**WHAT TO DO:**
Set down the whole listing verbatim.

[Position identification records]
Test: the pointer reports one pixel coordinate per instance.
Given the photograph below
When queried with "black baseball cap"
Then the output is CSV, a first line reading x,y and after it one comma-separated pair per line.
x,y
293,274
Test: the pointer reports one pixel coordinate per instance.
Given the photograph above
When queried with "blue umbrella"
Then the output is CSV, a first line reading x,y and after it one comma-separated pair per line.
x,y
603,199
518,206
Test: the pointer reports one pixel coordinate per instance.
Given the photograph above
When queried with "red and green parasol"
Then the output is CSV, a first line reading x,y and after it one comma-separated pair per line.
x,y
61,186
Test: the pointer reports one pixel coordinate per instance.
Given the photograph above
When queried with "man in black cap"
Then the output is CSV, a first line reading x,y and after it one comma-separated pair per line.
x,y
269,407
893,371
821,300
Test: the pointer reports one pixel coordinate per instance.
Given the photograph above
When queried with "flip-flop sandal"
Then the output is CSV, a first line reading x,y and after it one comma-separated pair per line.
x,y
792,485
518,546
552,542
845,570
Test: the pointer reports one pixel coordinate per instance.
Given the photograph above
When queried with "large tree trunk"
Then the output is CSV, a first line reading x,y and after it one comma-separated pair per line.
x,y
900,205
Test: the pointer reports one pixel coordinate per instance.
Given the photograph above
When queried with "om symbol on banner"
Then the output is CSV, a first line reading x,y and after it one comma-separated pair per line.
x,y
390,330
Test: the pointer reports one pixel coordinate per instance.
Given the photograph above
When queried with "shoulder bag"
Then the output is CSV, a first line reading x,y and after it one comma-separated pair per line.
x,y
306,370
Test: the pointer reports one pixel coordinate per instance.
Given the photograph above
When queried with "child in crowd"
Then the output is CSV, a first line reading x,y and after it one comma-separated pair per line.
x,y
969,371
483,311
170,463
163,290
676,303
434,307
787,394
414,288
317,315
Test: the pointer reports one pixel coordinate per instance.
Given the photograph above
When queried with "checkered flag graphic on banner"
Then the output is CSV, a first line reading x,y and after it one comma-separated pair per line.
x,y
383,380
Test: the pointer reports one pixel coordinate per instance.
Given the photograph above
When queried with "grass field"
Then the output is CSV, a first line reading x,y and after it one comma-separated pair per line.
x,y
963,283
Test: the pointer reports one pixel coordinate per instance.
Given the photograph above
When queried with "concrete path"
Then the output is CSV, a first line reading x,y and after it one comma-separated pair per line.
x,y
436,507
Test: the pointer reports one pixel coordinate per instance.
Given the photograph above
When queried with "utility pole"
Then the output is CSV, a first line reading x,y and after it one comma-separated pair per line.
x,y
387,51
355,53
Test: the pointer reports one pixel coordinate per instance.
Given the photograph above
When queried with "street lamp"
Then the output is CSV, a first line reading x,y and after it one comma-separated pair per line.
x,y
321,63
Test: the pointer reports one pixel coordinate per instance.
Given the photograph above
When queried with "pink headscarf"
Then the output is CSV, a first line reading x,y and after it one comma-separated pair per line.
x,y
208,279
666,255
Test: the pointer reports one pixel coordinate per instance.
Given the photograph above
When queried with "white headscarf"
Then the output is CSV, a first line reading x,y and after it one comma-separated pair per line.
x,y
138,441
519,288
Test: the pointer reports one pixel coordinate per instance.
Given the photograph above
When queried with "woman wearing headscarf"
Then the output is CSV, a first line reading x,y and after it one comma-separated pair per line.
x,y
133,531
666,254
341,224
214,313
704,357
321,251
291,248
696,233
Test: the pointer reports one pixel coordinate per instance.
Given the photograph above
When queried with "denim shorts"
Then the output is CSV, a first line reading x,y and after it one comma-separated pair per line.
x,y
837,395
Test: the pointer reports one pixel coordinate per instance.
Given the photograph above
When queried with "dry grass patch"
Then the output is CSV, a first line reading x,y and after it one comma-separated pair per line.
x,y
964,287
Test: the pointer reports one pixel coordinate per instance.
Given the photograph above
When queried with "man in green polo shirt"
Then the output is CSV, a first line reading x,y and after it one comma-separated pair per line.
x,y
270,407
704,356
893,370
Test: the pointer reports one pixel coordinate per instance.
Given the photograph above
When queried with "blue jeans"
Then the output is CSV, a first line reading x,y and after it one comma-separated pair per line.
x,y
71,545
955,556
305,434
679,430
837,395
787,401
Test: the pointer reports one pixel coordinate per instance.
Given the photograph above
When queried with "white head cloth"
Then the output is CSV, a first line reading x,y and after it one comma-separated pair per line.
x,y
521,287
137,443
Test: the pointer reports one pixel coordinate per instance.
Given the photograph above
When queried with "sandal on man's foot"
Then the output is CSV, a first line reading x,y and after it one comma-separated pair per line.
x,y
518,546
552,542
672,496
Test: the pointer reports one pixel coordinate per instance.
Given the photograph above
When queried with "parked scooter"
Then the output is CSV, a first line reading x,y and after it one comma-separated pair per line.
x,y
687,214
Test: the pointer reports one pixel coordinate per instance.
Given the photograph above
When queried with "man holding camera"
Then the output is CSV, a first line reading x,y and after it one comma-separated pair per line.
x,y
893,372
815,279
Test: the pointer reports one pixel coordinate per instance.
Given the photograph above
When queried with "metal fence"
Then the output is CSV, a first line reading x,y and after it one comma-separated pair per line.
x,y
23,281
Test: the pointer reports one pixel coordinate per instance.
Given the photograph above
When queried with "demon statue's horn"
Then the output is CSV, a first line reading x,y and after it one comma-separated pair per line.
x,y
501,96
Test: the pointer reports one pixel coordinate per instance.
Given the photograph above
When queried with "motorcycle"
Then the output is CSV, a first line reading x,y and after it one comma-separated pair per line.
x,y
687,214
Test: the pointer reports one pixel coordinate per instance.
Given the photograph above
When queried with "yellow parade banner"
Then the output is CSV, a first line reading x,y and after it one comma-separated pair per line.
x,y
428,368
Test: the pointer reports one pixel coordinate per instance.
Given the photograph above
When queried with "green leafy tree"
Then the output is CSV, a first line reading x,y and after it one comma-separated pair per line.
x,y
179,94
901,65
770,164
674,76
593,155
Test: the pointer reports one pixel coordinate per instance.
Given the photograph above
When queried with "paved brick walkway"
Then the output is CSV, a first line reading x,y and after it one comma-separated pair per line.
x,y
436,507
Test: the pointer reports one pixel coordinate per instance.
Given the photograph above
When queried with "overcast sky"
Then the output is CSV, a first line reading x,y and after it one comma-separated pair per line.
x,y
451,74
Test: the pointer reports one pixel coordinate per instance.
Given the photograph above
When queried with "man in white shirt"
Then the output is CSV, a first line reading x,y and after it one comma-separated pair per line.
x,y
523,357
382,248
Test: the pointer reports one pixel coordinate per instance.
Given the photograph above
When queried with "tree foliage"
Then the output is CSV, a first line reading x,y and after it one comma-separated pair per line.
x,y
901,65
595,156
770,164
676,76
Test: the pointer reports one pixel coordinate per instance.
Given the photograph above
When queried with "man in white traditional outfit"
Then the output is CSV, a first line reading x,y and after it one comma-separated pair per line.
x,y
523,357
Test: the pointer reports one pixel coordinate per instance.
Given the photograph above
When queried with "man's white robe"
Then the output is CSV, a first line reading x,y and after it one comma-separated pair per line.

**REPLY:**
Test: the pointer reports one pixel coordinate per instance.
Given the photograph below
When queried with "black baseball cap"
Then the output is CSV, a first line reading x,y and after it one comma-separated pair per line.
x,y
293,274
Test: the pointer reports one pixel coordinate per instance.
Given the photograph above
When queried with "blue umbrella"
Then the output is CSV, a first line reading x,y and after it one comma-separated pair per line.
x,y
603,199
518,206
Test: the pointer reports one pixel coordinate per instance.
Given the photograph above
When queried with "red and green parasol"
Then the output is CSV, a first line reading x,y and after it one comma-separated pair per line.
x,y
61,186
Test: the pointer reports one pixel coordinate per instance.
Given the photograph above
When queried with "man in black cap"
Then the output is CSV, a first line reading x,y and after it one comma-separated pair per line.
x,y
269,407
893,371
821,300
Test: the pointer reports one pixel coordinate per instance.
Given the photograph above
When queried with "flip-flop sandal"
Then the output is CSV, a first line reading x,y and after it one comma-separated pair per line.
x,y
792,485
518,546
552,542
845,570
Test: the pointer reports one pixel coordinate per instance.
Given the photograph above
When queried with "large tree trunk"
Then the output is CSV, a first line reading x,y and after it one comma-separated pair per line.
x,y
900,205
Test: the pointer reports one pixel coordinate per instance.
Given the photograph above
When queried with "om symbol on banner"
Then the output is CSV, a first line reading x,y and after it one comma-separated pair per line.
x,y
390,330
Test: the pointer reports one pixel coordinate per instance.
Given the photograph above
When queried with "shoulder bag"
Then the output is CSV, a first line reading x,y and after it one comma-separated pair per line.
x,y
306,370
Test: the pointer reports one pixel coordinate per instance.
Given the photograph above
When queried with "child in crowd"
Then the output is CSV, a first line reading x,y and after it one comma-separated pair per line.
x,y
969,371
483,311
170,463
163,290
676,303
434,307
787,394
414,288
317,315
Test: the pointer reports one pixel coordinate per instance.
Given the photograph above
When queried with "checkered flag graphic on banner"
Then the output is CSV, a first line reading x,y and after it one comma-separated pair per line.
x,y
383,380
Test: the pointer reports one pixel coordinate per instance.
Given the photograph above
When queried with "grass field"
Then the output is CSV, a first line reading x,y and after it one comma-separated pair per line.
x,y
963,283
Test: the pointer reports one pixel coordinate per instance.
Given the photograph above
When queried with "concrete path"
Then the output is CSV, a first line reading x,y and after it one comma-separated pair per line.
x,y
436,507
Test: the pointer reports one pixel coordinate per instance.
Given the photograph above
When queried with "utility pole"
Then the output is CSV, a first line reading x,y and after it one comma-separated pair per line.
x,y
387,51
355,53
Test: the pointer reports one pixel coordinate per instance.
Given the photograph above
When queried with "street lamp"
Then the output is CSV, a first line reading x,y and after it one comma-separated pair per line.
x,y
321,63
Test: the pointer reports one pixel coordinate per instance.
Given the photograph above
When queried with "pink headscarf"
Then the output is CSV, a first line reading x,y and after it one comma-separated pair per line.
x,y
208,279
666,255
Test: the pointer reports one pixel coordinate per instance.
Given the photograph above
When queried with "white headscarf"
Then the output is CSV, a first line reading x,y and after it one comma-separated pair per line.
x,y
138,441
519,288
Test: the pointer reports one pixel coordinate per instance.
Given the photograph above
When queried with "woman wearing headscarf"
Then the output is CSV, a first line reading x,y and after it one comma-separated pair per line.
x,y
133,531
666,254
341,224
214,313
704,357
321,251
291,248
696,233
Test: the pointer reports one pixel coordinate per instance.
Given the photograph above
When queried with "denim shorts"
Then the output is CSV, a first line reading x,y and after it one comma-separated pair per line.
x,y
837,395
Test: the pointer reports one pixel coordinate per instance.
Given the photograph above
When queried with "dry grass patch"
Then the output is CSV, a first line reading x,y and after it one comma-separated pair per line.
x,y
964,287
Test: the pointer reports one pixel coordinate per instance.
Given the photograph above
When queried with "man in green polo shirt"
Then the output is CSV, a first line reading x,y and after it one comma-separated pair per line.
x,y
270,407
704,356
893,370
Test: the pointer reports one pixel coordinate per instance.
Given the photograph above
When queried with "blue jeans"
Then the output is CSV, a first line reading x,y and after it one comma-separated pair per line.
x,y
71,545
955,556
305,434
679,430
837,395
787,401
Test: the pointer reports one pixel coordinate per instance.
Given the photograph above
When queried with "white head cloth"
Then the output is CSV, a first line reading x,y and after it one comma-separated pair per line.
x,y
521,287
137,443
Test: the pointer reports one pixel coordinate per instance.
Given the photograph above
When queried with "sandal on man's foot"
Then the output is CSV, a first line reading x,y and after it one comma-separated pair per line.
x,y
518,546
552,542
672,496
Test: the pointer reports one pixel coordinate per instance.
Given the photograph above
When queried with "parked scooter"
Then the output is CSV, a first line reading x,y and after it one comma-separated pair per line.
x,y
687,214
Test: the pointer reports one pixel coordinate per instance.
Given the photograph above
When queried with "man holding camera"
Then the output is CSV, a first line reading x,y and after it one comma-separated pair per line.
x,y
893,372
815,279
Test: the pointer reports one pixel coordinate per instance.
Given the photograph above
When queried with "metal fence"
Then the output is CSV, a first line reading x,y and after it one comma-separated pair per line.
x,y
23,281
Test: the pointer reports one pixel coordinate per instance.
Given the photograph above
When queried with "demon statue's horn"
Then the output is CSV, a first line reading x,y and after it one comma-separated pair per line.
x,y
501,96
Test: the pointer reports one pixel coordinate per instance.
Given the photograph above
When queried with "motorcycle"
Then the output is CSV, a first line reading x,y and after it one comma-separated pair per line.
x,y
687,214
Test: the pointer reports one pixel coordinate per instance.
Given the photograph above
When queried with "yellow parade banner"
Then the output is CSV, a first line reading x,y and after it one comma-separated pair per line.
x,y
428,368
Test: the pointer reports one pixel coordinate per instance.
Given the photograph above
When queried with "green leafy tree"
Then the output is CSV, a first line reading x,y and after it one comma-separated pair per line.
x,y
179,94
901,65
770,164
674,76
593,155
Test: the pointer reports one pixel coordinate per instance.
Given the photograph above
When queried with "paved brick walkway"
Then the output is CSV, a first line reading x,y and after it one comma-separated pair per line.
x,y
436,507
Test: the pointer reports one pixel coordinate per instance.
Given the photograph above
When queried with "overcast sky"
Then the output is CSV, a first line reading x,y and after it one comma-separated pair per line.
x,y
451,74
Test: the pointer reports one pixel coordinate per instance.
Given the photograph above
When queried with "man in white shirt"
Then the output is CSV, a first line reading x,y and after it one comma-separated pair per line.
x,y
523,357
382,248
Test: the pointer reports one pixel coordinate per instance.
Given the photograph above
When queried with "tree foliage"
Then the output is CSV, a first line reading x,y and after it one comma-separated pair per line.
x,y
901,65
595,156
770,164
676,76
Test: the pointer reports one pixel coordinate per instance.
Given the photograph above
When queried with "man in white traditional outfit"
Then the output is CSV, a first line reading x,y and after it one comma-separated pair per line.
x,y
523,357
Test: the pointer reports one pixel coordinate per instance.
Given the photograph above
When queried with "man's white robe"
Then the output is CSV, a first line reading x,y and after it one comma-separated pair per line.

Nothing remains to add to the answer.